- **Requirements**:
a. In the Gallipolis fishing thread, why did the tournament directors make every angler buy a WV license? Answer in one to three sentences.
b. Please return the passage of the Gallipolis fishing thread from "this is correct." up to and including "info. sorry again.", copied character for character.

- **Passage shown**:
▼

# Help Please. galipolis , river area



## justme (Apr 17, 2004)

Please help. Never been to ohio river down there and have to take nephews and neice out fishing. Will be on boat and have no idea where to go. Ramps, docks, where to fish, Where to stay. Just about everything..Their parents do not fish at all and they have been begging..any help would be GREATLY appr...they told me there is a motel 8 down there. anyone know if there is parking for boat. even camping would be fine..Thanks, Matt


----------



## Bad Bub (Jan 17, 2006)

yes, we had the state tourn. there a couple years ago and most of the field stayed a the motel 8. they were very accomadating and let us run extension cords to the boats to charge batteries. the ramp at the golipolis park is a pretty nice ramp. there is another river that drains into the ohio(can't remeber that indian name) just north of the ramp. there are a couple of nice back waters and creeks up there. thats about all i saw of that part of the river. hope this helps.


----------



## Bad Bub (Jan 17, 2006)

kinawa river! that's the name of the other river. (though i'm sure i spelled it wrong)


----------



## kyjake (Nov 21, 2007)

May need a Wv license to fish the Kanawha.
Jake


----------



## Doctor (Apr 5, 2004)

You can fish the Kanawa to the first riffle or dam with your Ohio license, if you go up in a trib in the Kanawa then you need a WV license............Doc


----------



## Bad Bub (Jan 17, 2006)

Doctor said:


> You can fish the Kanawa to the first riffle or dam with your Ohio license, if you go up in a trib in the Kanawa then you need a WV license............Doc


this is correct. sorry i forgot to mention this. the tourn. directors actually made all anglers buy a WV. lic. before the tourn. just to cover the non-boaters if their boater ran that direction. i feel bad about this, hate to see someone get a ticket because i failed to give complete info. sorry again.


----------



## catfish_hunter (May 31, 2005)

Anyone know of any decent places to catch any cats in the Gallipolis area?


----------



## Daveo76 (Apr 14, 2004)

You could probably do just fine at the dam. The Channel Cats are biting very well on down at Greenup Dam.


----------



## catfishhunterjames (Mar 29, 2010)

what are they hitting on down at the greenup damn


----------



## justme (Apr 17, 2004)

▲

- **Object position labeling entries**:
▼

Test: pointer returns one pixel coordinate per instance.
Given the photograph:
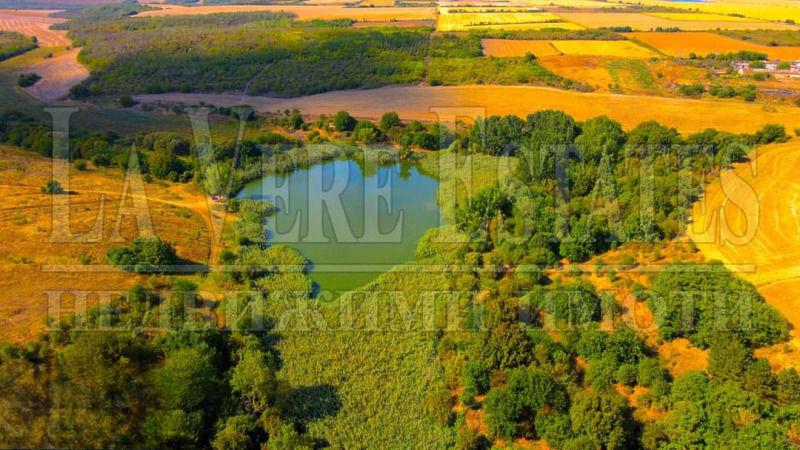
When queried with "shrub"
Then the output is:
(52, 187)
(343, 121)
(28, 79)
(143, 255)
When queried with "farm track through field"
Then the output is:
(748, 219)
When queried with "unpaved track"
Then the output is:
(415, 102)
(758, 218)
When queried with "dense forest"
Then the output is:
(274, 54)
(536, 349)
(13, 44)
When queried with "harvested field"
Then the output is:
(619, 49)
(528, 26)
(700, 17)
(471, 20)
(397, 23)
(682, 44)
(749, 220)
(773, 10)
(415, 102)
(33, 264)
(644, 22)
(34, 23)
(589, 69)
(304, 12)
(59, 74)
(510, 48)
(515, 48)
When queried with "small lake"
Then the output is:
(352, 220)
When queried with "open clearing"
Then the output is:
(749, 220)
(34, 23)
(619, 49)
(32, 264)
(59, 74)
(700, 17)
(415, 102)
(515, 48)
(775, 10)
(470, 20)
(644, 22)
(303, 12)
(682, 44)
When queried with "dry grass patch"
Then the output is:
(683, 44)
(59, 74)
(417, 102)
(32, 263)
(644, 22)
(749, 220)
(34, 23)
(465, 21)
(774, 10)
(700, 17)
(619, 49)
(516, 48)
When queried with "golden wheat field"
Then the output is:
(749, 220)
(700, 17)
(34, 23)
(644, 22)
(465, 21)
(304, 12)
(516, 48)
(178, 215)
(619, 49)
(683, 44)
(59, 74)
(417, 102)
(773, 10)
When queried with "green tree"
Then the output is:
(390, 120)
(601, 417)
(343, 121)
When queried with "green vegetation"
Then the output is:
(13, 44)
(273, 55)
(28, 79)
(379, 367)
(456, 59)
(144, 255)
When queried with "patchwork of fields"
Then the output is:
(646, 22)
(419, 102)
(683, 44)
(34, 23)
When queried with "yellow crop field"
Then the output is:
(417, 102)
(515, 48)
(619, 49)
(700, 17)
(466, 21)
(644, 22)
(774, 10)
(34, 23)
(682, 44)
(304, 12)
(527, 26)
(748, 220)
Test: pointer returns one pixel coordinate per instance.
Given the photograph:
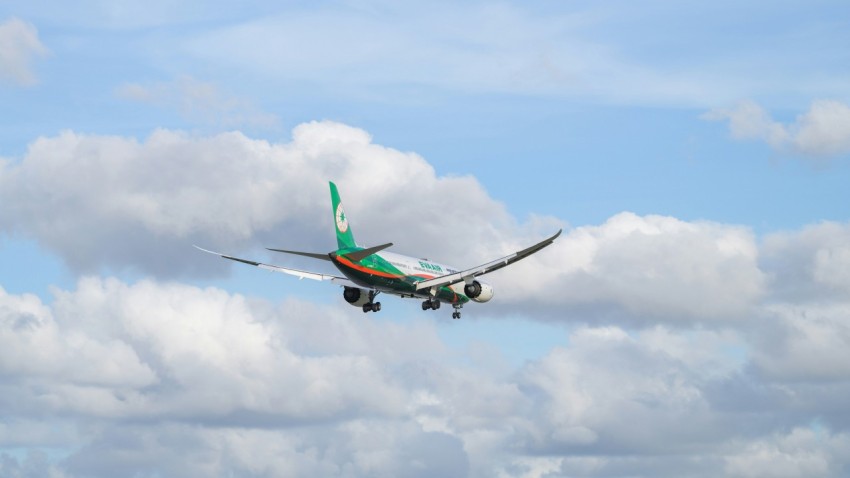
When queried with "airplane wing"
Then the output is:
(294, 272)
(467, 275)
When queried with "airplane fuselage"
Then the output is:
(398, 274)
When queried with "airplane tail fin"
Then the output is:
(344, 236)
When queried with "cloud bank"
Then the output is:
(114, 203)
(821, 132)
(155, 378)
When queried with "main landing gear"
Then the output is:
(456, 313)
(434, 304)
(372, 306)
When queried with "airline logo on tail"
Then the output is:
(341, 219)
(367, 272)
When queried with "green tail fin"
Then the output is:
(344, 236)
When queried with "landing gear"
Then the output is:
(456, 313)
(372, 306)
(432, 304)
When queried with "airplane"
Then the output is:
(369, 271)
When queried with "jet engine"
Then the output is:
(478, 292)
(356, 297)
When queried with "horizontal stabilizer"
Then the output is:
(358, 256)
(324, 257)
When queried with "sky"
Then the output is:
(692, 320)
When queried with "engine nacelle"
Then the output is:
(478, 291)
(356, 297)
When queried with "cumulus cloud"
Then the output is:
(802, 452)
(812, 264)
(115, 202)
(215, 383)
(199, 101)
(822, 131)
(19, 45)
(649, 268)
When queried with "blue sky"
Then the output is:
(696, 154)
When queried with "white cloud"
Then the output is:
(804, 342)
(112, 201)
(800, 453)
(809, 265)
(652, 267)
(822, 131)
(19, 45)
(214, 383)
(199, 102)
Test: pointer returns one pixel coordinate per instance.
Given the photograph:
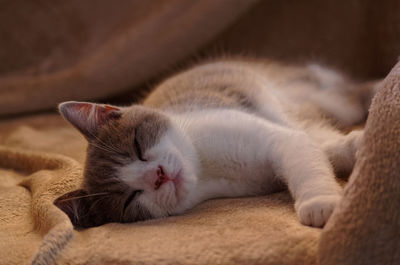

▲

- **Solutions for each task**:
a. They wanted the non-boaters covered in case their boater ran in that direction. Going up a trib in the Kanawa requires a WV license.

b.
this is correct. sorry i forgot to mention this. the tourn. directors actually made all anglers buy a WV. lic. before the tourn. just to cover the non-boaters if their boater ran that direction. i feel bad about this, hate to see someone get a ticket because i failed to give complete info. sorry again.